[Gelesenes anwenden]:
a) Wann nahm die ARD den Sandmann West laut der Theaterkritik aus dem Rennen?
b) Zitiere aus der Theaterkritik die Stelle zwischen „Wie eine Sternschnuppe taucht“ und „1990 empfunden haben.“, beide eingeschlossen.

[Textauszug]:

###

Diese schöne Arbeitsgrundlage hat nur einen entscheidenden Fehler. Der Sandmann West hat die Wende nie erlebt. Er wurde schon im März 1989 von der ARD aus dem Rennen genommen. Ein Treffen der Deinhardt-Drummerin und der Rotkäppchen-Schaffnerin oder der Ampelmännchen wäre also authentischer gewesen. Aber eben nicht so lyrisch. Sekt trinkende Frauen erzählen, selten Geschichten die Kinder verzaubern.

Nun lebt der Sandmann West also mit seiner Tochter Kassandra in einer Dachgeschosswohnung im Osten. Weil es dort günstiger ist. Während er seiner Misanthropie freien Lauf lässt, versucht sie stets, das Gute in den Menschen und der Situation zu sehen. auf jeden Fall will der Sandmann keine Geschichten mehr erzählen und auch keinen Gesichten mehr glauben.

Das Bühnenbild von Hannes Hartmann ist eine Wucht. Es zeigt die Dachgeschosswohnung mal von innen, mal von außen und beherrscht das Geschehen. Gedreht wird es immer und immer wieder mit Muskelkraft und das gibt den Bühnenhelfer den Status von inoffiziellen Mitarbeitern im Sisyphos-Modus.

Wie eine Sternschnuppe taucht Achim auf. Er ist arbeitsloser Straßenbahnfahrer, informiert den Sandmann und dessen Tochter Kassandra über die Supersendungsshow, bei der jeder eine zweite Chance erhält. Dann verglüht Achim wie eine Sternschnuppe.

Erst später wird klar, dass diese Show in der Sandmann-Wohnung stattfinden soll. Ihm steht  de facto eine Enteignung bevor, wie sie viele Ostdeutsche nach 1990 empfunden haben. 

Auch Sissy Foss wird es wie Achim ergehen. Ihr Auftauchen ist nur ein Beitrag zur langwierigen Vorbereitung des vermeintlichen Showdowns. Auch ihr Faden verleirt sich ohne Folge. Während es Benjamin Kramme gelingt,seiner Figur unfreiwillige Komik zu geben, bleibt Carolin Wiedenbröker durchweg blass.

###

[Datensatzauszüge]:
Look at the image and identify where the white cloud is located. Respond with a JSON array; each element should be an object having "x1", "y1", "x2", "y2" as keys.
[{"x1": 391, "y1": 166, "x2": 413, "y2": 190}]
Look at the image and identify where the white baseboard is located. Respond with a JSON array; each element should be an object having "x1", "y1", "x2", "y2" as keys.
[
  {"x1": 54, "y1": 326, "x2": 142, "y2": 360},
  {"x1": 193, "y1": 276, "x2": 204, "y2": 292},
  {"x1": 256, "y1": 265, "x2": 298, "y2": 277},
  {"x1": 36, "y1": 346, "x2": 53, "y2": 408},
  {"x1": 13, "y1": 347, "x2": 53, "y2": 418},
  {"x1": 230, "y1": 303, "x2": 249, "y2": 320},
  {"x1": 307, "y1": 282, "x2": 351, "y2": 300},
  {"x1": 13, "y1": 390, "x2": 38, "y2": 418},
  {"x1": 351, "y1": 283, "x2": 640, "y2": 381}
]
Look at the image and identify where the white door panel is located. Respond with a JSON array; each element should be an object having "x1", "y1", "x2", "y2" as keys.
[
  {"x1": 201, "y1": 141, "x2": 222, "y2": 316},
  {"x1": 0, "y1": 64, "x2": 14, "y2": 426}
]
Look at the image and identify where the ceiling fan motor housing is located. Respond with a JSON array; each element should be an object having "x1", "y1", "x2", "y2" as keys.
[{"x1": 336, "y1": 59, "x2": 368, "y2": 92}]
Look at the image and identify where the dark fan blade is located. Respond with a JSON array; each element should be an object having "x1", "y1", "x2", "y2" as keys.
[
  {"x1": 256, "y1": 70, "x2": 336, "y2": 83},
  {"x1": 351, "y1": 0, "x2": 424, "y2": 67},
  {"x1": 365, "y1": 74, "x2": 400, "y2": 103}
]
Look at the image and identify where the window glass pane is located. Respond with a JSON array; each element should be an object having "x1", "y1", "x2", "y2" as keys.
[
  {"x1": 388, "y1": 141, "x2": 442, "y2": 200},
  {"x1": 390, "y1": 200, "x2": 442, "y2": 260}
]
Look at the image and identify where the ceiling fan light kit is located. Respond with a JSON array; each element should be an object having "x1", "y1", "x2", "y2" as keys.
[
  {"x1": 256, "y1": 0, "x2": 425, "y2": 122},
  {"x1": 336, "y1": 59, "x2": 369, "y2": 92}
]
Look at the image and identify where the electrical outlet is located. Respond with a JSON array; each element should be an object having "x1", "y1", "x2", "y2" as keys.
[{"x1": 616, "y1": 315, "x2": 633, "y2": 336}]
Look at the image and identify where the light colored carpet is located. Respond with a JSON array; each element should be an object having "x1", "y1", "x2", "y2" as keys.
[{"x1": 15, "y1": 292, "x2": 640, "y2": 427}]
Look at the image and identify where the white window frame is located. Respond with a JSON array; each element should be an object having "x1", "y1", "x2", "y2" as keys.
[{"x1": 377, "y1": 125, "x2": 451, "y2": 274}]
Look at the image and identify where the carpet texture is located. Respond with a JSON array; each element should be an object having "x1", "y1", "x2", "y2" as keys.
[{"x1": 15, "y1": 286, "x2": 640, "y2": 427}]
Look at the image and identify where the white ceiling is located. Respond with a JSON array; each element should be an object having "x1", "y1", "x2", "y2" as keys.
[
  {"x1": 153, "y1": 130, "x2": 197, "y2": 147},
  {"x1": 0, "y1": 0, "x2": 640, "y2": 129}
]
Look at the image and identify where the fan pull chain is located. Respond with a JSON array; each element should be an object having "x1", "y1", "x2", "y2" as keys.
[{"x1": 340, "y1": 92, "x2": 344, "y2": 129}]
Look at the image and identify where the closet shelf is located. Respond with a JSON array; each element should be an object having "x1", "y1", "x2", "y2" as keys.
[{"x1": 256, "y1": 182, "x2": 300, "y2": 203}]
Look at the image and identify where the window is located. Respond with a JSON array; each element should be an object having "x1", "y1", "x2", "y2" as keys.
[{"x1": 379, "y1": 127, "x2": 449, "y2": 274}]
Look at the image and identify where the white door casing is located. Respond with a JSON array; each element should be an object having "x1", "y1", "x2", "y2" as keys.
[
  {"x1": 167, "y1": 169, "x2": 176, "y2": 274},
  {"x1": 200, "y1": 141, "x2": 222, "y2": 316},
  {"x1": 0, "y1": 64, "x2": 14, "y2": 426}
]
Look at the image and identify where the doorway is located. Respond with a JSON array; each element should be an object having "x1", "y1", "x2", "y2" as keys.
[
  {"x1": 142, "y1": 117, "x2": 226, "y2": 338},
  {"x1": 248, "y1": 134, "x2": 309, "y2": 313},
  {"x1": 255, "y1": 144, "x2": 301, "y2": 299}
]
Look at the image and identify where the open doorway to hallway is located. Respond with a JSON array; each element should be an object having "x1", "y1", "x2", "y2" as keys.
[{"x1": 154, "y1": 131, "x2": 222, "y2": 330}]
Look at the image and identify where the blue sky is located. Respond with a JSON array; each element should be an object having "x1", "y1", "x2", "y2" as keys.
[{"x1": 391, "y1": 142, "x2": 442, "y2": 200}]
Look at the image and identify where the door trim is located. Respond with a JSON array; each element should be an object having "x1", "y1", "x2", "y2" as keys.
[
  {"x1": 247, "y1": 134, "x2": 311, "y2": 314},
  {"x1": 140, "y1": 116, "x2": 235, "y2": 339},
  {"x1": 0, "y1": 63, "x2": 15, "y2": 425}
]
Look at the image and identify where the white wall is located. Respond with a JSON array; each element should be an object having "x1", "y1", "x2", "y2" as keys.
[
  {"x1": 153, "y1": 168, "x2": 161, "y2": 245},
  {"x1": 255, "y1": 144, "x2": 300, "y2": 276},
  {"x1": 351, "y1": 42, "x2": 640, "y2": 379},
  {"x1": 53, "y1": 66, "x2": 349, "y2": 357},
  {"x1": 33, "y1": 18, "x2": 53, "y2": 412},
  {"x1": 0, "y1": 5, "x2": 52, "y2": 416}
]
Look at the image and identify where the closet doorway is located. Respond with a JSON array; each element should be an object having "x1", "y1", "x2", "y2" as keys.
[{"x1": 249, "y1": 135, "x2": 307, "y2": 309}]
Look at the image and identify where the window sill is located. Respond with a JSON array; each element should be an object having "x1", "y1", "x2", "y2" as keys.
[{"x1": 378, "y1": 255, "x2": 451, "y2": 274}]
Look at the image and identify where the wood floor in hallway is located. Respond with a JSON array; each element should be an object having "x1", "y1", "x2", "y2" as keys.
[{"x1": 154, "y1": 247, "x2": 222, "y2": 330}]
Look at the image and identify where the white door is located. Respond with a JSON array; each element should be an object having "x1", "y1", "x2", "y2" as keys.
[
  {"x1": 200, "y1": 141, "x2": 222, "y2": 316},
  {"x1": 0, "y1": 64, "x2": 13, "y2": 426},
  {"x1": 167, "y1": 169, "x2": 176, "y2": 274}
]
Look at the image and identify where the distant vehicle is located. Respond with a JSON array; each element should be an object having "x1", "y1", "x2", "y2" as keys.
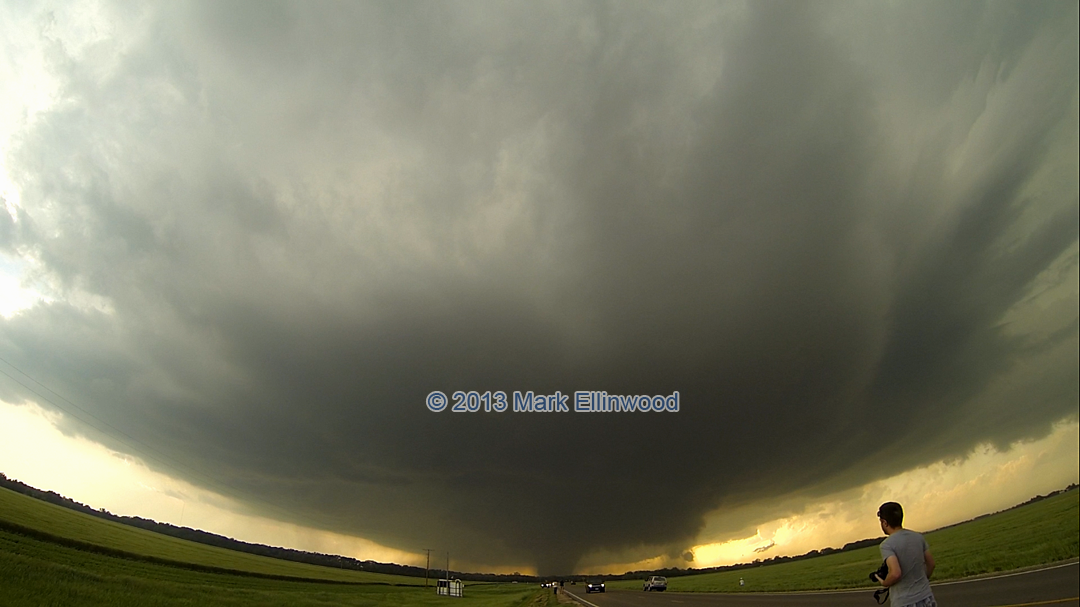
[{"x1": 642, "y1": 576, "x2": 667, "y2": 592}]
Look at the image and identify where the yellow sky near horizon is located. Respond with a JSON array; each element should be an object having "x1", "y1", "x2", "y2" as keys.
[{"x1": 0, "y1": 395, "x2": 1080, "y2": 574}]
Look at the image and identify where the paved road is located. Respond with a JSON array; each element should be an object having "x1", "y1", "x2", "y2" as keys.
[{"x1": 566, "y1": 563, "x2": 1080, "y2": 607}]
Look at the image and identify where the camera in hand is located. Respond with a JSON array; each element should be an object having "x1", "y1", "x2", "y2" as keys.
[{"x1": 870, "y1": 561, "x2": 889, "y2": 583}]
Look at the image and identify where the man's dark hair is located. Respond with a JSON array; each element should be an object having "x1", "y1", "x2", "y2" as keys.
[{"x1": 878, "y1": 501, "x2": 904, "y2": 528}]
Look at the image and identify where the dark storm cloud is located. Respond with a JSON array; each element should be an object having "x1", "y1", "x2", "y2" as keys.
[{"x1": 0, "y1": 2, "x2": 1078, "y2": 571}]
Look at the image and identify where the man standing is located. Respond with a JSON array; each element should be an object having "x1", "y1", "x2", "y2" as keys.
[{"x1": 875, "y1": 501, "x2": 937, "y2": 607}]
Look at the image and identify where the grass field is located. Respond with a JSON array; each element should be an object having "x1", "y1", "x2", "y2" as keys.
[
  {"x1": 607, "y1": 490, "x2": 1080, "y2": 592},
  {"x1": 0, "y1": 487, "x2": 423, "y2": 584},
  {"x1": 0, "y1": 481, "x2": 1080, "y2": 607}
]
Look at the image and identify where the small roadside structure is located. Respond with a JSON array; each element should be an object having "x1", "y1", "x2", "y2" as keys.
[{"x1": 435, "y1": 580, "x2": 465, "y2": 596}]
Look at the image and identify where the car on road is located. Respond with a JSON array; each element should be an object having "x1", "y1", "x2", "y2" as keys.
[{"x1": 642, "y1": 576, "x2": 667, "y2": 592}]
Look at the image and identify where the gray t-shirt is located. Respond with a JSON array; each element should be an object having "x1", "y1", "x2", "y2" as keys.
[{"x1": 881, "y1": 529, "x2": 934, "y2": 607}]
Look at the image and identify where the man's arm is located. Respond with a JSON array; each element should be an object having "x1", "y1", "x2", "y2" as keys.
[{"x1": 878, "y1": 555, "x2": 904, "y2": 588}]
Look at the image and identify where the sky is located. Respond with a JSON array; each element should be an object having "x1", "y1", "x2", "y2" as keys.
[{"x1": 0, "y1": 1, "x2": 1080, "y2": 574}]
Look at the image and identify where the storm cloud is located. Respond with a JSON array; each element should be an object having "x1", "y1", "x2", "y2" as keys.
[{"x1": 0, "y1": 2, "x2": 1080, "y2": 572}]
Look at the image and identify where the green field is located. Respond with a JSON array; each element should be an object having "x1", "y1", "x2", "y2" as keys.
[
  {"x1": 0, "y1": 481, "x2": 1080, "y2": 607},
  {"x1": 0, "y1": 488, "x2": 548, "y2": 607},
  {"x1": 607, "y1": 490, "x2": 1080, "y2": 592}
]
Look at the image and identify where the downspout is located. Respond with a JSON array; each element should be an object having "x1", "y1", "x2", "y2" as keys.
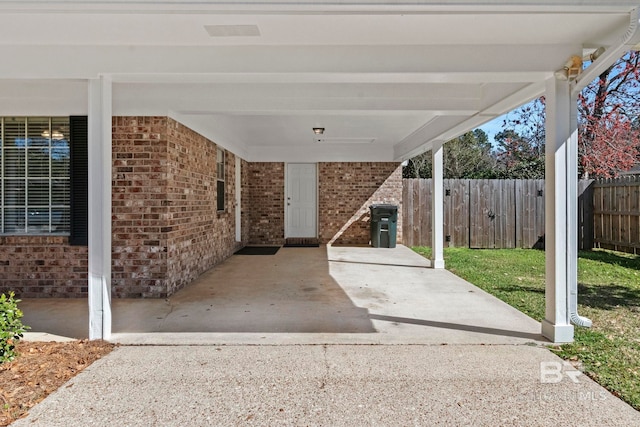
[{"x1": 569, "y1": 8, "x2": 640, "y2": 328}]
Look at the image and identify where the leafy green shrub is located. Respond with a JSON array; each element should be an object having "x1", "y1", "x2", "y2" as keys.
[{"x1": 0, "y1": 292, "x2": 29, "y2": 363}]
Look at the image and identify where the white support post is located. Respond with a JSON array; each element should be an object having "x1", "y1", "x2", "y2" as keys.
[
  {"x1": 565, "y1": 91, "x2": 578, "y2": 321},
  {"x1": 235, "y1": 156, "x2": 242, "y2": 242},
  {"x1": 88, "y1": 77, "x2": 112, "y2": 339},
  {"x1": 431, "y1": 142, "x2": 444, "y2": 268},
  {"x1": 542, "y1": 78, "x2": 577, "y2": 343}
]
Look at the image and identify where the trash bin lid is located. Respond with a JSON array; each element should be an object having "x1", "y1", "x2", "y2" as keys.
[{"x1": 369, "y1": 204, "x2": 398, "y2": 211}]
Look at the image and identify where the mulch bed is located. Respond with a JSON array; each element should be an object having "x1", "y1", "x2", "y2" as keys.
[{"x1": 0, "y1": 340, "x2": 114, "y2": 426}]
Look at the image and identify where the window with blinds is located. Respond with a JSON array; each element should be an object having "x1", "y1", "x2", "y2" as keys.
[{"x1": 0, "y1": 117, "x2": 70, "y2": 234}]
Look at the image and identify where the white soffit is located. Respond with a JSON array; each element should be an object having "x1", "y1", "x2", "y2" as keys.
[{"x1": 0, "y1": 0, "x2": 640, "y2": 161}]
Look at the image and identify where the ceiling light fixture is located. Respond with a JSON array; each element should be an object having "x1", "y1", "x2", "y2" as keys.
[
  {"x1": 553, "y1": 55, "x2": 582, "y2": 80},
  {"x1": 41, "y1": 130, "x2": 64, "y2": 141},
  {"x1": 582, "y1": 46, "x2": 606, "y2": 62}
]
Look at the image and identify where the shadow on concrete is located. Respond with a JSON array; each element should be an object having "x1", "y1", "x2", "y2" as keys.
[
  {"x1": 113, "y1": 248, "x2": 375, "y2": 333},
  {"x1": 369, "y1": 314, "x2": 545, "y2": 341}
]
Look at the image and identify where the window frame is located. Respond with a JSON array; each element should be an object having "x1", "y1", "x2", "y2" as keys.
[{"x1": 0, "y1": 116, "x2": 71, "y2": 236}]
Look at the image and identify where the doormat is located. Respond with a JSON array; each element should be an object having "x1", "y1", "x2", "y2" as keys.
[
  {"x1": 284, "y1": 243, "x2": 320, "y2": 248},
  {"x1": 235, "y1": 246, "x2": 280, "y2": 255}
]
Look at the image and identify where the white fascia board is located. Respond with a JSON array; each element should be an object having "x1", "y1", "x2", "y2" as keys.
[
  {"x1": 112, "y1": 71, "x2": 547, "y2": 84},
  {"x1": 0, "y1": 0, "x2": 636, "y2": 13},
  {"x1": 168, "y1": 111, "x2": 248, "y2": 160},
  {"x1": 0, "y1": 79, "x2": 89, "y2": 116},
  {"x1": 246, "y1": 144, "x2": 395, "y2": 163}
]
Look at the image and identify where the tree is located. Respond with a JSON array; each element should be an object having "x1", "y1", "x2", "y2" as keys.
[
  {"x1": 496, "y1": 51, "x2": 640, "y2": 178},
  {"x1": 403, "y1": 129, "x2": 495, "y2": 179},
  {"x1": 495, "y1": 97, "x2": 545, "y2": 179},
  {"x1": 578, "y1": 51, "x2": 640, "y2": 178}
]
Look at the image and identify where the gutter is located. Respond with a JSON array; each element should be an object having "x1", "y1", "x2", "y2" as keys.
[
  {"x1": 571, "y1": 5, "x2": 640, "y2": 95},
  {"x1": 569, "y1": 7, "x2": 640, "y2": 328}
]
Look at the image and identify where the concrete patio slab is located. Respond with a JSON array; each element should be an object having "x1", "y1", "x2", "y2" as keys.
[
  {"x1": 14, "y1": 345, "x2": 640, "y2": 427},
  {"x1": 22, "y1": 245, "x2": 546, "y2": 344}
]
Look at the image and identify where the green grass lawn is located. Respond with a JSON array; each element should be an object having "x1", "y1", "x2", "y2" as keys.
[{"x1": 414, "y1": 247, "x2": 640, "y2": 410}]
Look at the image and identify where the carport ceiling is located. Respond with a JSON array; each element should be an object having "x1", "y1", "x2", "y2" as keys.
[{"x1": 0, "y1": 0, "x2": 640, "y2": 161}]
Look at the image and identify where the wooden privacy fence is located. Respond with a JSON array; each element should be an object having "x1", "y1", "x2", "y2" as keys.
[
  {"x1": 593, "y1": 176, "x2": 640, "y2": 254},
  {"x1": 402, "y1": 179, "x2": 593, "y2": 249}
]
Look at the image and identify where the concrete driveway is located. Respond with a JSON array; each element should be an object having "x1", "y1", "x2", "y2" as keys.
[
  {"x1": 15, "y1": 246, "x2": 640, "y2": 427},
  {"x1": 22, "y1": 245, "x2": 545, "y2": 344}
]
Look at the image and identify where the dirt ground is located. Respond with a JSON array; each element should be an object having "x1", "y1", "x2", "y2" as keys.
[{"x1": 0, "y1": 340, "x2": 114, "y2": 426}]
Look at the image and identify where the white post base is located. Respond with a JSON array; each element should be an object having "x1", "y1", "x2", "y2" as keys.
[
  {"x1": 431, "y1": 258, "x2": 444, "y2": 269},
  {"x1": 542, "y1": 319, "x2": 573, "y2": 344}
]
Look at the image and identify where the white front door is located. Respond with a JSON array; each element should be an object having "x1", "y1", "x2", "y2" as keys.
[{"x1": 285, "y1": 163, "x2": 318, "y2": 237}]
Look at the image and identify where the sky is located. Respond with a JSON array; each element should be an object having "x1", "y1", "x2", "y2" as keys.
[{"x1": 479, "y1": 114, "x2": 507, "y2": 146}]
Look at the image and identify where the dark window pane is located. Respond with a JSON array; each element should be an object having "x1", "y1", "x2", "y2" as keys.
[{"x1": 51, "y1": 206, "x2": 70, "y2": 233}]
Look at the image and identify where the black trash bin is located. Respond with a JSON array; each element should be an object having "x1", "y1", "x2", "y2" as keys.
[{"x1": 369, "y1": 205, "x2": 398, "y2": 248}]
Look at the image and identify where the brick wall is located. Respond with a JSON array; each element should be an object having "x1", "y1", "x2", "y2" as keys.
[
  {"x1": 247, "y1": 162, "x2": 402, "y2": 245},
  {"x1": 0, "y1": 117, "x2": 245, "y2": 297},
  {"x1": 111, "y1": 117, "x2": 168, "y2": 297},
  {"x1": 112, "y1": 117, "x2": 241, "y2": 297},
  {"x1": 0, "y1": 236, "x2": 88, "y2": 298},
  {"x1": 248, "y1": 162, "x2": 284, "y2": 245},
  {"x1": 240, "y1": 160, "x2": 251, "y2": 242},
  {"x1": 166, "y1": 119, "x2": 240, "y2": 294},
  {"x1": 318, "y1": 162, "x2": 402, "y2": 245}
]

###

[Nummerierte Antworten]:
a) Im März 1989.

b)
Wie eine Sternschnuppe taucht Achim auf. Er ist arbeitsloser Straßenbahnfahrer, informiert den Sandmann und dessen Tochter Kassandra über die Supersendungsshow, bei der jeder eine zweite Chance erhält. Dann verglüht Achim wie eine Sternschnuppe.

Erst später wird klar, dass diese Show in der Sandmann-Wohnung stattfinden soll. Ihm steht  de facto eine Enteignung bevor, wie sie viele Ostdeutsche nach 1990 empfunden haben.